◆ Exercise ◆
Pull out the lines below from the one containing "Shot-chart prep: mark the downspout" through the one containing "column 405, row 111", both included, and reproduce them word for word.
****
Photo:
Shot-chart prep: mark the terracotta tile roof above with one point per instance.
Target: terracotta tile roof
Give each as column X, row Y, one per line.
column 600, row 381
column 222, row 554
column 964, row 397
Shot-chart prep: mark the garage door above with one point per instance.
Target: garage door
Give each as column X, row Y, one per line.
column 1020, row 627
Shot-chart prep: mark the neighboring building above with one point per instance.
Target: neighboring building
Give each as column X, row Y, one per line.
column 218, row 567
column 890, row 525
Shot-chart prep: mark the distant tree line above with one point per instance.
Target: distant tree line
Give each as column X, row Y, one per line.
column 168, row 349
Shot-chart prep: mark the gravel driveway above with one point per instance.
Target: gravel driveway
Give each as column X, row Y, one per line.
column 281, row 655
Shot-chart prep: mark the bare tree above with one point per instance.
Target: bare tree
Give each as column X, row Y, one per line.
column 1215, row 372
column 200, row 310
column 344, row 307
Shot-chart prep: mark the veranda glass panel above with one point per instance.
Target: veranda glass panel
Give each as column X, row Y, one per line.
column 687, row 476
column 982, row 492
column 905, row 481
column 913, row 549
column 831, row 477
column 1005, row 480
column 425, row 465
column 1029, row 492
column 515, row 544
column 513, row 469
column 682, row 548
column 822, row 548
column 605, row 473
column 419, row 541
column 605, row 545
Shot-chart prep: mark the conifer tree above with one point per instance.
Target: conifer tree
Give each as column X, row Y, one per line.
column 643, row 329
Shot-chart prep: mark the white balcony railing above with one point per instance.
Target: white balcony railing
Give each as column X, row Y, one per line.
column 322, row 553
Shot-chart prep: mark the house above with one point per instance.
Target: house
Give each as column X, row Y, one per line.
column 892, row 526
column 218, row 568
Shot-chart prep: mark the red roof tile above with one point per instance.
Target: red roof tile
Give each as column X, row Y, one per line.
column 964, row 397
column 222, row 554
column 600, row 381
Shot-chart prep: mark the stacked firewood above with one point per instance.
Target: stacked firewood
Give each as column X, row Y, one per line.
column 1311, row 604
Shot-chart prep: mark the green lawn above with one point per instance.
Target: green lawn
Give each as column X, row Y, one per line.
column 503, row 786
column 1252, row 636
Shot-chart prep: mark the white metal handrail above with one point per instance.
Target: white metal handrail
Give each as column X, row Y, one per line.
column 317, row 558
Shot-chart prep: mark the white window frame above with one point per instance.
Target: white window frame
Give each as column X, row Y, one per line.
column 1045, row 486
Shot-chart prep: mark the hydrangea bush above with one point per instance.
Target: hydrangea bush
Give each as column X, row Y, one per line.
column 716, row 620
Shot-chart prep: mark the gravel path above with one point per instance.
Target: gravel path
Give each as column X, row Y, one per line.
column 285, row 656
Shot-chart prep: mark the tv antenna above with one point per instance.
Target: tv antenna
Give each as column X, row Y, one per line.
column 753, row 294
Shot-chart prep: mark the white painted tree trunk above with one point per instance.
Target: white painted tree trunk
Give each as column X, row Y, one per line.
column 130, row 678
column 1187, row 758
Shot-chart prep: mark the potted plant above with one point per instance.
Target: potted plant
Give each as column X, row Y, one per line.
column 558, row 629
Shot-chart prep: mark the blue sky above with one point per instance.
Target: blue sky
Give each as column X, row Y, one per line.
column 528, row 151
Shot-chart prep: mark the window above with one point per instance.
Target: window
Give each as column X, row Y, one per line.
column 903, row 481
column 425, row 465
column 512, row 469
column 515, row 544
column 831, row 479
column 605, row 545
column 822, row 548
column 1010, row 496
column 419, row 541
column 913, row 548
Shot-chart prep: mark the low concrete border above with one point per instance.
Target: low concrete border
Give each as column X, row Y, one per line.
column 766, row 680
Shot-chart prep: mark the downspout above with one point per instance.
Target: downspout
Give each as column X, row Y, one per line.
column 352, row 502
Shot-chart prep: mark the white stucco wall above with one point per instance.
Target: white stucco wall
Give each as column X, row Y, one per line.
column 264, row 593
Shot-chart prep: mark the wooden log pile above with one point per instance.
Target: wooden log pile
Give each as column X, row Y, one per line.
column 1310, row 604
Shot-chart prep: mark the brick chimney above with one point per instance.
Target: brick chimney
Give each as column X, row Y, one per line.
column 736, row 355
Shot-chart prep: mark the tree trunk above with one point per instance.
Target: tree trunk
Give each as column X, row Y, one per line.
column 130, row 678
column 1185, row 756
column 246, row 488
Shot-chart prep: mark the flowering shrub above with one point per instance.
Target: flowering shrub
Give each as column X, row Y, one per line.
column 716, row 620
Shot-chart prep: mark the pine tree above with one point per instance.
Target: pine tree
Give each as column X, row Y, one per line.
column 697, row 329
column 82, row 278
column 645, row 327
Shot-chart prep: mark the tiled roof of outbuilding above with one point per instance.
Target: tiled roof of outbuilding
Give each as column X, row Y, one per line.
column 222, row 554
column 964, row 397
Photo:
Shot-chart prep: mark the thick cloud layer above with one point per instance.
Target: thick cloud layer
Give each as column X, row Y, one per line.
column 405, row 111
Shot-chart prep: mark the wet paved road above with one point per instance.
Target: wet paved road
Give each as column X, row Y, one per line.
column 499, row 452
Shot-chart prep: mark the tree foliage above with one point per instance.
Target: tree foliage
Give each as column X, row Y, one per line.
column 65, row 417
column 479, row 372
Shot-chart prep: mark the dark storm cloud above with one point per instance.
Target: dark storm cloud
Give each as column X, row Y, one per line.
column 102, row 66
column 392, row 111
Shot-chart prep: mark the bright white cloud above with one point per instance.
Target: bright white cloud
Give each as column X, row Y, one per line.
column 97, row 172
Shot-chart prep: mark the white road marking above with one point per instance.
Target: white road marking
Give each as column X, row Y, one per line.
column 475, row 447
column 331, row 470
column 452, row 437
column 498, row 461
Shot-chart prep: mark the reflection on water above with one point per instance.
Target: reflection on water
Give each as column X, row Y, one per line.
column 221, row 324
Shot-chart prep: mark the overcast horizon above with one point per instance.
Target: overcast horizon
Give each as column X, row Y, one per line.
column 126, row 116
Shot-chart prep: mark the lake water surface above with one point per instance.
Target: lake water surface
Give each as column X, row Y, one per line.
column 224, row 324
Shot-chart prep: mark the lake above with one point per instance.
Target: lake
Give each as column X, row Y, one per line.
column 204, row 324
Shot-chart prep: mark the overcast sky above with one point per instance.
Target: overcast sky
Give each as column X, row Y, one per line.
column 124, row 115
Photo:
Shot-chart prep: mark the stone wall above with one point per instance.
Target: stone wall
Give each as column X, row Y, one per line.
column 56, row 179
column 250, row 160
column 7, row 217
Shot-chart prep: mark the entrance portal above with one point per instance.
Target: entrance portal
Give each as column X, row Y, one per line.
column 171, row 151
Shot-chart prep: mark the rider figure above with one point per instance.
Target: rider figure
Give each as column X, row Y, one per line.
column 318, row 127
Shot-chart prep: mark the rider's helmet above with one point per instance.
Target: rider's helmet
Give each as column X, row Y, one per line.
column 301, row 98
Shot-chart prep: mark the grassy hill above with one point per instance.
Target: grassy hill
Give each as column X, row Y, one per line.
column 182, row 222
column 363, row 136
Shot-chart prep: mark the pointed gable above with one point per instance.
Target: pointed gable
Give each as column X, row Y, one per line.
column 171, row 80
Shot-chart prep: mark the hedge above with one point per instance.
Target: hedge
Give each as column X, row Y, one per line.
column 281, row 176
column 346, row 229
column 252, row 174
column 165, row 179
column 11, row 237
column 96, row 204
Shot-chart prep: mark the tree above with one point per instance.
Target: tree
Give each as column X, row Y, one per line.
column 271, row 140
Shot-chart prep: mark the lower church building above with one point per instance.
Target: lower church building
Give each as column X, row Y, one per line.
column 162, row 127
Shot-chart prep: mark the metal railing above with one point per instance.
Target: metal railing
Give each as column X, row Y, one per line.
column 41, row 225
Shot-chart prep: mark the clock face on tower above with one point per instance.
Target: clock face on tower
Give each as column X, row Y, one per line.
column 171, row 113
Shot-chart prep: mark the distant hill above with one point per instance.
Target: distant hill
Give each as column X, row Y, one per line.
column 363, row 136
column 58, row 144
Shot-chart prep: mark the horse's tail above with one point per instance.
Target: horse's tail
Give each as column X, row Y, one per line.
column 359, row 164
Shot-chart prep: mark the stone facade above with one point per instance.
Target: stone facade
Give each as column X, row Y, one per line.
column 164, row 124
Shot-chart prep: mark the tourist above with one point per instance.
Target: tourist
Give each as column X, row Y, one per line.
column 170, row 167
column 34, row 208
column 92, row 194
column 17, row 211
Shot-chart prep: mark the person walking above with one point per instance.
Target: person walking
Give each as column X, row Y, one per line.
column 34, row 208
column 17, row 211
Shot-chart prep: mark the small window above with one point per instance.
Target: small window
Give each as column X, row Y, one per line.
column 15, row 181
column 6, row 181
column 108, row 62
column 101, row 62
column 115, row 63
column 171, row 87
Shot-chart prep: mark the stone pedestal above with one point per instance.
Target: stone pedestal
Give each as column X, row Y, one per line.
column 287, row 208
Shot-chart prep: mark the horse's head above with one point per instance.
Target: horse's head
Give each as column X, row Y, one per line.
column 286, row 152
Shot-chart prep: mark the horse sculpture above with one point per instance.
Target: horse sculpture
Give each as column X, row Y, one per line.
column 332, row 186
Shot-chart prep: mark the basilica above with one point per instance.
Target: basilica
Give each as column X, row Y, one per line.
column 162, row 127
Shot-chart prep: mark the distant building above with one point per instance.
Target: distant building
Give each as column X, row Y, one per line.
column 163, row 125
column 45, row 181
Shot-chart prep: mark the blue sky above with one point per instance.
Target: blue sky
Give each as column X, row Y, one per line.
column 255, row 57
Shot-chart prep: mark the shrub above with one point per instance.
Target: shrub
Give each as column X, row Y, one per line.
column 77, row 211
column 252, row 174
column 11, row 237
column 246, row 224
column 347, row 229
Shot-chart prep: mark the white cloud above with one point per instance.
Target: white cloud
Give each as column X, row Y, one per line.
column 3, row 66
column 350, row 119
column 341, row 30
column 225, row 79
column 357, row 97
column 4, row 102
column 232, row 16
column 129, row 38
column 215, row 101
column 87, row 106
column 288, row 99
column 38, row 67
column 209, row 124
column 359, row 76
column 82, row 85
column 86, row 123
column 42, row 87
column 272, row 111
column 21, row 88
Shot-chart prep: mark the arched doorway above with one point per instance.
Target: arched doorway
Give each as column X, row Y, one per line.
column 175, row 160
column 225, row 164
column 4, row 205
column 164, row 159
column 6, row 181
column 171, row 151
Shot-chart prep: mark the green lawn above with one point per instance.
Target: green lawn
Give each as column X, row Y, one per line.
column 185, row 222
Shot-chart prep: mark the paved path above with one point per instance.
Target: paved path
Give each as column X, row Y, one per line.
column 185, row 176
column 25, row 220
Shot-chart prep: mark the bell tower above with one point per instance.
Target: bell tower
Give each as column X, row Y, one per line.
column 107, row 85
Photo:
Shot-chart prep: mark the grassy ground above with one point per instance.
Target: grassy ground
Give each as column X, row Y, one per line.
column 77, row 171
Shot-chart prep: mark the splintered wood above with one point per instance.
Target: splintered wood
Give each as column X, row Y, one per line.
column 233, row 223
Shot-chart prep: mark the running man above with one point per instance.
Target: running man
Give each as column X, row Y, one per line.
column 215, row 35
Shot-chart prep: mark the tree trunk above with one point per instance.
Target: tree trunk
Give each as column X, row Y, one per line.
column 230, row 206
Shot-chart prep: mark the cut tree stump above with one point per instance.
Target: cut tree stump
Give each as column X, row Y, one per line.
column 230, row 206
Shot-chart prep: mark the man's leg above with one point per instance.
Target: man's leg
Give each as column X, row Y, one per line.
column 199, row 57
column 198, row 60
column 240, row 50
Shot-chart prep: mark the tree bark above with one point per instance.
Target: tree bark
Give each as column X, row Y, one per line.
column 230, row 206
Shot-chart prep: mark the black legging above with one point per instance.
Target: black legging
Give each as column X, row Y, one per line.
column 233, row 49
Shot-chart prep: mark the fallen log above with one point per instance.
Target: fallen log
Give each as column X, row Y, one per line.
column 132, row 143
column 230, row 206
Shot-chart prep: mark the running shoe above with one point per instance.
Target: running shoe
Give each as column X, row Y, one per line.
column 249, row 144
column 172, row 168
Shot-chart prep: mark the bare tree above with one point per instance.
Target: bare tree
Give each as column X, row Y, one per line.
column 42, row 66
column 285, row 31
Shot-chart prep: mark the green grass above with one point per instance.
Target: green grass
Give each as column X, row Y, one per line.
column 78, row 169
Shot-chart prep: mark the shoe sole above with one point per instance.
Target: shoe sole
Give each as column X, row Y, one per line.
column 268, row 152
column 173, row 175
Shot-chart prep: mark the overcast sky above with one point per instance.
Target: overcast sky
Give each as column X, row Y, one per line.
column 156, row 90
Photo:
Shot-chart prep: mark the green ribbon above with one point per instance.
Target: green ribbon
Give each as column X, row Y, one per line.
****
◆ Finished answer ◆
Shot-chart prep: mark the downspout above with one point per instance.
Target: downspout
Give each as column X, row Y, one per line.
column 352, row 502
Shot-chart prep: mark the white stucco wall above with one point per instance.
Target: white stucco wall
Give each as column X, row Y, one per line.
column 264, row 593
Shot-chart prep: mark the wooden log pile above with one point per instance.
Target: wooden log pile
Give each as column X, row Y, one per line.
column 1310, row 604
Shot-chart prep: mark the brick chimney above with one point per instance.
Target: brick chimney
Give each as column X, row Y, one per line.
column 736, row 355
Shot-chart prep: mark the tree trunk above with one point per instance.
Target: tree trunk
Give each as column X, row Y, one per line.
column 130, row 678
column 1185, row 756
column 246, row 488
Shot-chart prep: mark the flowering shrub above with one point per instance.
Target: flowering shrub
Give each as column X, row Y, one per line.
column 716, row 620
Shot-chart prep: mark the pine tree above with one point per instance.
Target: pine tree
Give each as column X, row Y, one per line.
column 697, row 329
column 82, row 278
column 645, row 327
Shot-chart prep: mark the tiled roof of outbuilding above with one point per instance.
Target: tiled roof of outbuilding
Give each as column X, row Y, one per line.
column 222, row 554
column 964, row 397
Photo:
Shot-chart prep: mark the thick cloud layer above with one point per instance.
Target: thick cloud layer
Give each as column X, row Y, one per line.
column 405, row 111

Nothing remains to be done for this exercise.